===== Records for this task
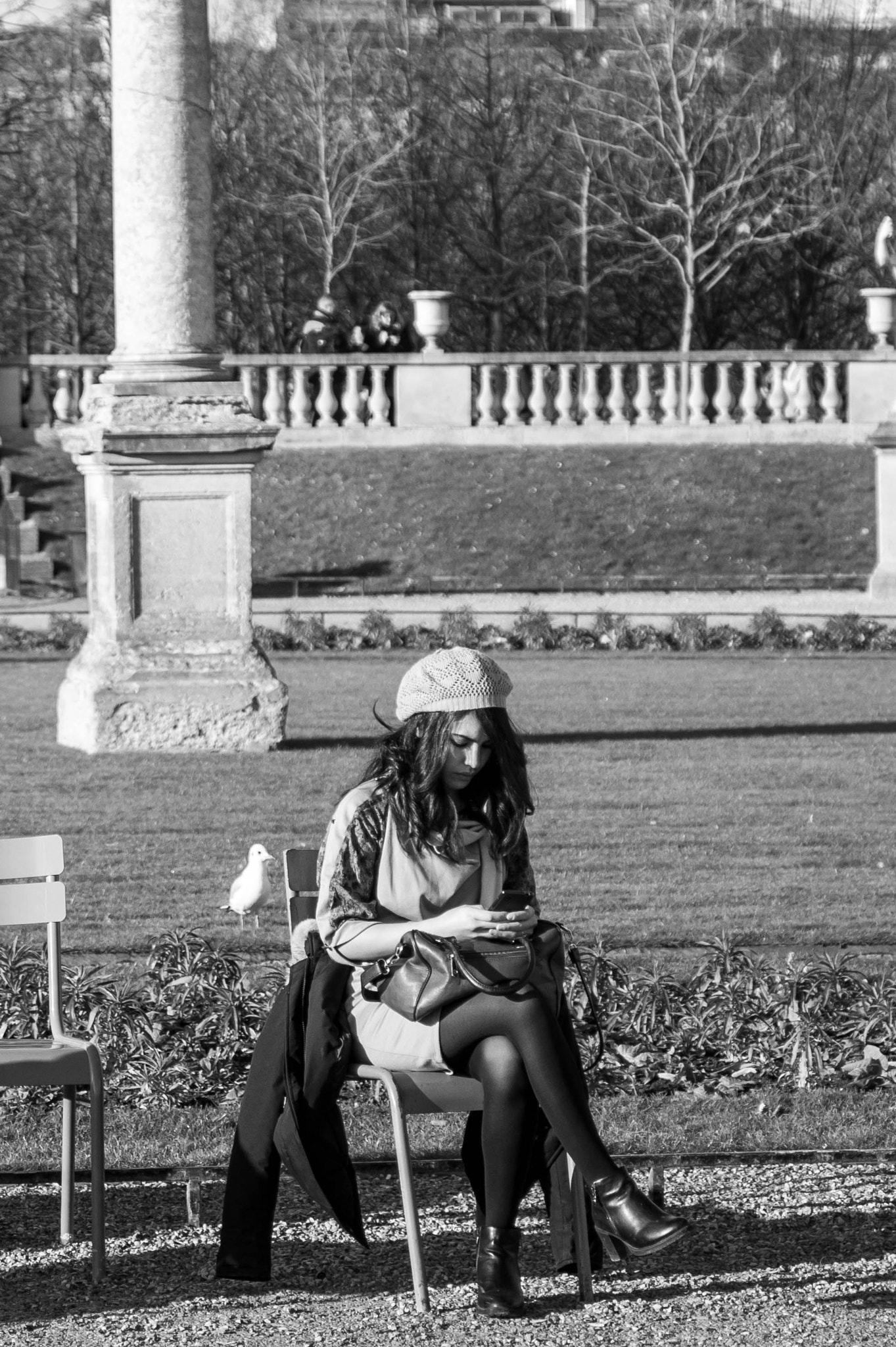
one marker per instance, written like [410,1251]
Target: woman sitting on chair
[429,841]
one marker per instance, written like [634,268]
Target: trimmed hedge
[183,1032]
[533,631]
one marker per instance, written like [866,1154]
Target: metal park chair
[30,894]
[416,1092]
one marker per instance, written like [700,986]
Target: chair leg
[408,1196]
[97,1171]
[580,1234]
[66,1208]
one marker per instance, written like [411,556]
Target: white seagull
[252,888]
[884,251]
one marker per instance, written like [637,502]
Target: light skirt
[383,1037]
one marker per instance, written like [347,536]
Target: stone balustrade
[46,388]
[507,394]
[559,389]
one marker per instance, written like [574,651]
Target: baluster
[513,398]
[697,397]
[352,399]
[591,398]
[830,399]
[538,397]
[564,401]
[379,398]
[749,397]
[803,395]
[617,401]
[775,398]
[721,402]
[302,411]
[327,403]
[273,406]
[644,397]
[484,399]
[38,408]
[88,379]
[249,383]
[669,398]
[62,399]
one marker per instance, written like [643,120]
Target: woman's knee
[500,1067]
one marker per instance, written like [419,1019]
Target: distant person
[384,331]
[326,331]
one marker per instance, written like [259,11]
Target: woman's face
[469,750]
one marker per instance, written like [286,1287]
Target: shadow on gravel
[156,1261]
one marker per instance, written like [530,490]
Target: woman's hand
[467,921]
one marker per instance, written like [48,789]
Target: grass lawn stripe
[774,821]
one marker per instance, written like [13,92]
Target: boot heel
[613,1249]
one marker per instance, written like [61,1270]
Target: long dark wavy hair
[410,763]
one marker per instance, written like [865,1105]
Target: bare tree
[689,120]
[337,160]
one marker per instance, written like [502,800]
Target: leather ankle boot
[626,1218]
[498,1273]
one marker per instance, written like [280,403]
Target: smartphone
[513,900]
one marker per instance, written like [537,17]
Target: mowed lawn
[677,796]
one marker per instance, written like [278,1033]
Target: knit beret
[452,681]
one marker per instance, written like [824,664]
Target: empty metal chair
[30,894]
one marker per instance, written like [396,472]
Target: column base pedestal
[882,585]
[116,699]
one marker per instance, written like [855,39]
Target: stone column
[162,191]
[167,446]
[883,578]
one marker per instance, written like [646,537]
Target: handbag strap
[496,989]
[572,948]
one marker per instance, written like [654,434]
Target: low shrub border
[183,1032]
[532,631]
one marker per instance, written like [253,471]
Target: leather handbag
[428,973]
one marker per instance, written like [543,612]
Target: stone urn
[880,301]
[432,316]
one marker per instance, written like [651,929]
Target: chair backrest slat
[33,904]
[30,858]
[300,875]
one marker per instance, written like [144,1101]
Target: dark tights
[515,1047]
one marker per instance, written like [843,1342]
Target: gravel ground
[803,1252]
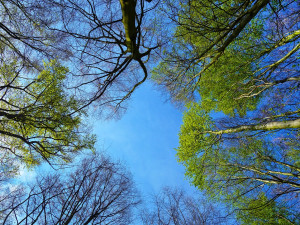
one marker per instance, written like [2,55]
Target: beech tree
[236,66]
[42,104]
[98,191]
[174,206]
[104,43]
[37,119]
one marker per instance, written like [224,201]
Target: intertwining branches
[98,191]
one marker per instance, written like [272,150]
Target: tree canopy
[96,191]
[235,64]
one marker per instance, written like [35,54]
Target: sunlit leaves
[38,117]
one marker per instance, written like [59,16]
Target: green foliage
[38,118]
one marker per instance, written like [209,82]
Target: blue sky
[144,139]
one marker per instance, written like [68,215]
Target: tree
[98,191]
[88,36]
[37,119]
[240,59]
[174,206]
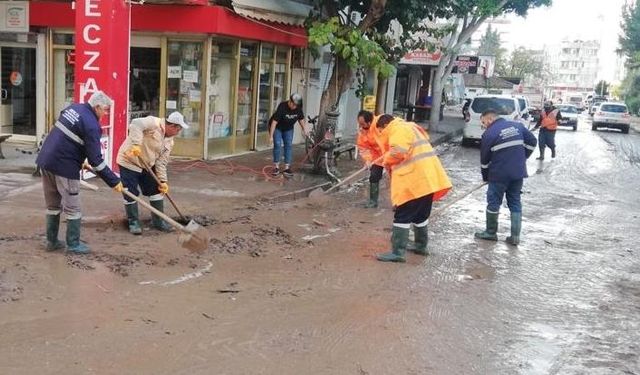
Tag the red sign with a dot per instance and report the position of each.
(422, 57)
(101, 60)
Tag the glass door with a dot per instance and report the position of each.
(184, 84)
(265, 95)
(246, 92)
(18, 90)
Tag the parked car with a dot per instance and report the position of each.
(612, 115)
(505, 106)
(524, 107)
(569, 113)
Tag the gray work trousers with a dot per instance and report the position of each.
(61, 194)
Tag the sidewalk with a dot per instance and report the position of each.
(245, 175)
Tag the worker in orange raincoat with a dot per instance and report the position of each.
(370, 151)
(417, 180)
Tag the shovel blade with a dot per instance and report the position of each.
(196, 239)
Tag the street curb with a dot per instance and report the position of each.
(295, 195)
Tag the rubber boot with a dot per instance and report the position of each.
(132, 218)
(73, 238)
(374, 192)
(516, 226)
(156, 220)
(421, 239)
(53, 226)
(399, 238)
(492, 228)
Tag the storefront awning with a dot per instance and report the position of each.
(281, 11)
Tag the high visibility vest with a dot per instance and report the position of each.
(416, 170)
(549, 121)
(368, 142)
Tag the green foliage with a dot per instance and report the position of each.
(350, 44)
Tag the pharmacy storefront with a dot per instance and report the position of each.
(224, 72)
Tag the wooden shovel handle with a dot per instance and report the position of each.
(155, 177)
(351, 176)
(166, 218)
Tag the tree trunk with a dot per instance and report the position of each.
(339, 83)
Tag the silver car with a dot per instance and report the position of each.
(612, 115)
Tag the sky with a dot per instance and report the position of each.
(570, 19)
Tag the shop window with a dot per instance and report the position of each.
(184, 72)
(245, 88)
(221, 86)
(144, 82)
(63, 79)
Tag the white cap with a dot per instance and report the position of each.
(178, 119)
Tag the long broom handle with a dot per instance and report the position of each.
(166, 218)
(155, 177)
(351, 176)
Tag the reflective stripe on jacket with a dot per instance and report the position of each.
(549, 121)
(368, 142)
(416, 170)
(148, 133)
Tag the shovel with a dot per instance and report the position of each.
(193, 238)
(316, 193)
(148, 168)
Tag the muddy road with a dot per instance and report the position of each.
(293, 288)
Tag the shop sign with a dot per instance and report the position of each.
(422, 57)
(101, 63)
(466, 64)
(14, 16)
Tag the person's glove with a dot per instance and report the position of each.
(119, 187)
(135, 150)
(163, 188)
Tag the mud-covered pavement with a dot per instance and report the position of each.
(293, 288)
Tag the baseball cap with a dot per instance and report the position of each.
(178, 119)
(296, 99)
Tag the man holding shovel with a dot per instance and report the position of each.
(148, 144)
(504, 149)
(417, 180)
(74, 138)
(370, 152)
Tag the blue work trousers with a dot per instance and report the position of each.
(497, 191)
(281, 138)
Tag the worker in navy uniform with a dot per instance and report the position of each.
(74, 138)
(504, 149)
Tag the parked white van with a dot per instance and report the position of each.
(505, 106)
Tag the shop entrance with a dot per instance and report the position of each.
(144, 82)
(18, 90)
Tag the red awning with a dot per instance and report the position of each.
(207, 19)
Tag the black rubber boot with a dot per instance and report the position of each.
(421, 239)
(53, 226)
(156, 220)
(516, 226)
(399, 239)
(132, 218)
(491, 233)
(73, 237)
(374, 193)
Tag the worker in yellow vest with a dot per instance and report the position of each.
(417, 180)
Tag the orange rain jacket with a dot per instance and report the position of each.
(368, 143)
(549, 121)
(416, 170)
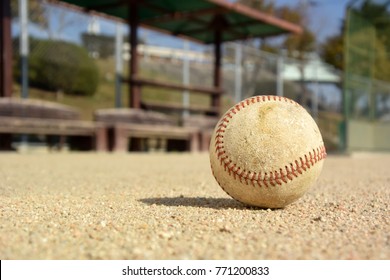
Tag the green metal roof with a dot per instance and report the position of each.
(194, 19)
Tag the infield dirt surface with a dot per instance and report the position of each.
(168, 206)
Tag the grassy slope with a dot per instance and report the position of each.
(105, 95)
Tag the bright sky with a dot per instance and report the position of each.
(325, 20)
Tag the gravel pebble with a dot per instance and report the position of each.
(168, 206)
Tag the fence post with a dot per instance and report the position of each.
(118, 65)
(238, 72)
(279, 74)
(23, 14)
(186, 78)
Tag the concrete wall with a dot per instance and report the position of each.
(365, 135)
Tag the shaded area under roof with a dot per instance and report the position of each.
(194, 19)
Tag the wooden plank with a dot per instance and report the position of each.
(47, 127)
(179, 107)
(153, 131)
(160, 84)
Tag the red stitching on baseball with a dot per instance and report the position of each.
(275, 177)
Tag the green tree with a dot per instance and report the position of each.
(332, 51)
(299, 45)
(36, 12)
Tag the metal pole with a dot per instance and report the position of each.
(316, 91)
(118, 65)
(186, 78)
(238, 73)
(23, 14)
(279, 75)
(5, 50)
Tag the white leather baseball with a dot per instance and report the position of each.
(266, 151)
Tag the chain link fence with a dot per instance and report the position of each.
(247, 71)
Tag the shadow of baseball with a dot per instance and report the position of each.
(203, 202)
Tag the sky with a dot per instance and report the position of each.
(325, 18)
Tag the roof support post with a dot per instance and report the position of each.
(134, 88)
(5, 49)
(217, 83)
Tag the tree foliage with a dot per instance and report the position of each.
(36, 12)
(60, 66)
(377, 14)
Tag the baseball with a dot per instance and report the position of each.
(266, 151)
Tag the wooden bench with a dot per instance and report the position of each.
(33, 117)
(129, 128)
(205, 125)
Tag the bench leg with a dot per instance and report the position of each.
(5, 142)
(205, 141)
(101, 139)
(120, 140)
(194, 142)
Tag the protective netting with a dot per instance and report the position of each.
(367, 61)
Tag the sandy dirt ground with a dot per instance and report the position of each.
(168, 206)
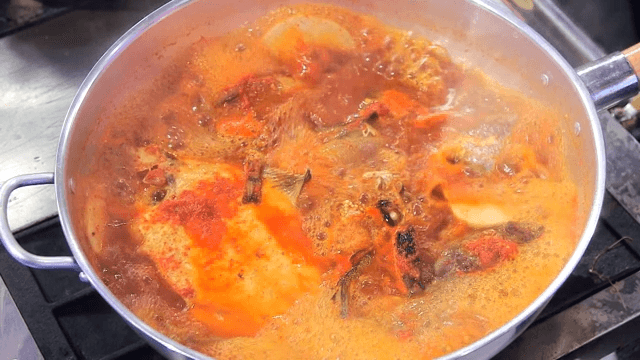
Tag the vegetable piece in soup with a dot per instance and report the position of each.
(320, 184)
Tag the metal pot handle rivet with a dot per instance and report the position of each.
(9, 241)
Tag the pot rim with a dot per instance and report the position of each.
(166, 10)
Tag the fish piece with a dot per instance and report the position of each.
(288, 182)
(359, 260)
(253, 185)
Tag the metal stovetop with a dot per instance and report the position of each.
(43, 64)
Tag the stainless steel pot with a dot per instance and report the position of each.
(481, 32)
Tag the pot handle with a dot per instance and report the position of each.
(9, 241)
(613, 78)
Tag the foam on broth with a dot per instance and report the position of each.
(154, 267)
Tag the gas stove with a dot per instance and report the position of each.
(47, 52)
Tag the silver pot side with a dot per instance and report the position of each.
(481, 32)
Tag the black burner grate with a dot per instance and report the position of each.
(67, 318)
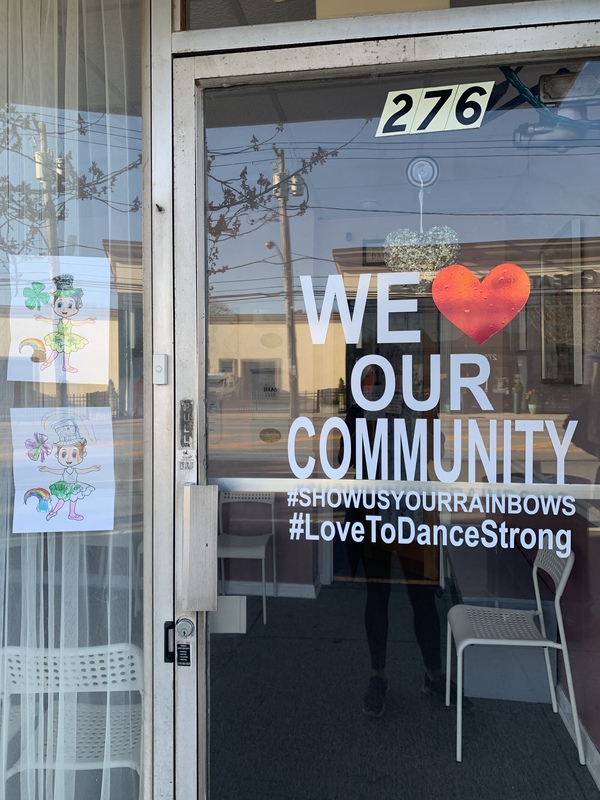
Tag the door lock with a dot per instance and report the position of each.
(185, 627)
==========
Activity:
All lines from the start of the entries through the one with "one marker per instance, written like [700,986]" are to be output exactly; omit the pictures.

Solution:
one marker per instance, written like [410,1251]
Target: woman sitting on chair
[429,841]
one marker per instance, written like [634,268]
Target: trimmed hedge
[183,1032]
[533,631]
one marker per instance, written like [866,1154]
Target: metal park chair
[30,894]
[416,1092]
one marker per instance, written like [700,986]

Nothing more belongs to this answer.